* To-do list:
A: Decide whether each statement below agrees with the piece on the government shutdown. For each one, answer yes or no and quote the words from the piece that settle it. (i) The polls show Republicans as the big losers of the shutdown. (ii) In the end, most of Boehner's own members voted with him. (iii) The piece says the center matters in every kind of election.
B: From the piece on the government shutdown, reproduce the passage starting with "The reason it" and going on through "a Republican House.", word for word.

* Text segment:
The conventional wisdom is that Republicans were the big losers in the shutdown of the government and the near-default. Certainly, that's what the polls show. And Sen. Ted Cruz has become the "poster boy" for a failed strategy that finally ended when the grownups in the Senate hammered out the sort of deal that should have been passed by the House weeks ago.
The reason it wasn't passed weeks ago is that House Speaker John Boehner has more Cruz-wannabes than he can handle, which is to say, a big enough number that, to the end, he had to rely on Democratic votes, with a majority of his own members voting against him. So the center held, but it's a Democratic center these days, even in a Republican House.
The tea party lost. They are being blamed in the national polls. Democrats are licking their chops. Cruz should be cowering in the corner. But he's not, because he's no fool.
The center matters only in general elections. It only matters when you're about to fall off the fiscal cliff. The rest of the time, the ideologues pretty much rule. Cruz knows that, which is why he was smiling.

* Material:

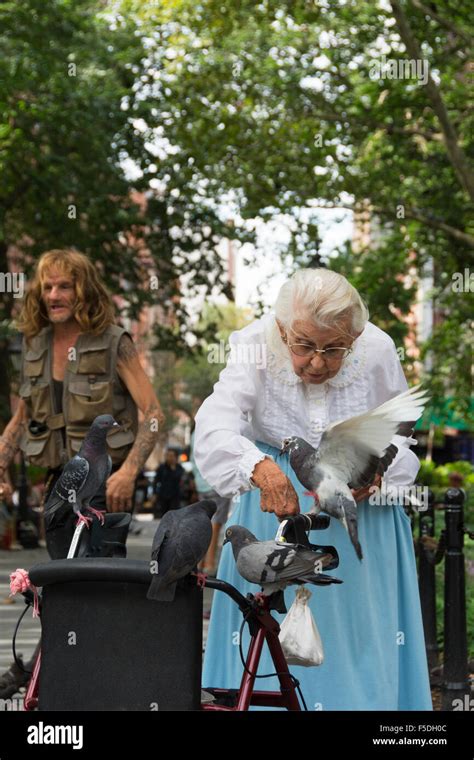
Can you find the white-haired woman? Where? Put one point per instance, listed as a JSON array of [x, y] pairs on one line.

* Answer list:
A:
(i) Yes: "Certainly, that's what the polls show."
(ii) No: "with a majority of his own members voting against him."
(iii) No: "The center matters only in general elections."

B:
The reason it wasn't passed weeks ago is that House Speaker John Boehner has more Cruz-wannabes than he can handle, which is to say, a big enough number that, to the end, he had to rely on Democratic votes, with a majority of his own members voting against him. So the center held, but it's a Democratic center these days, even in a Republican House.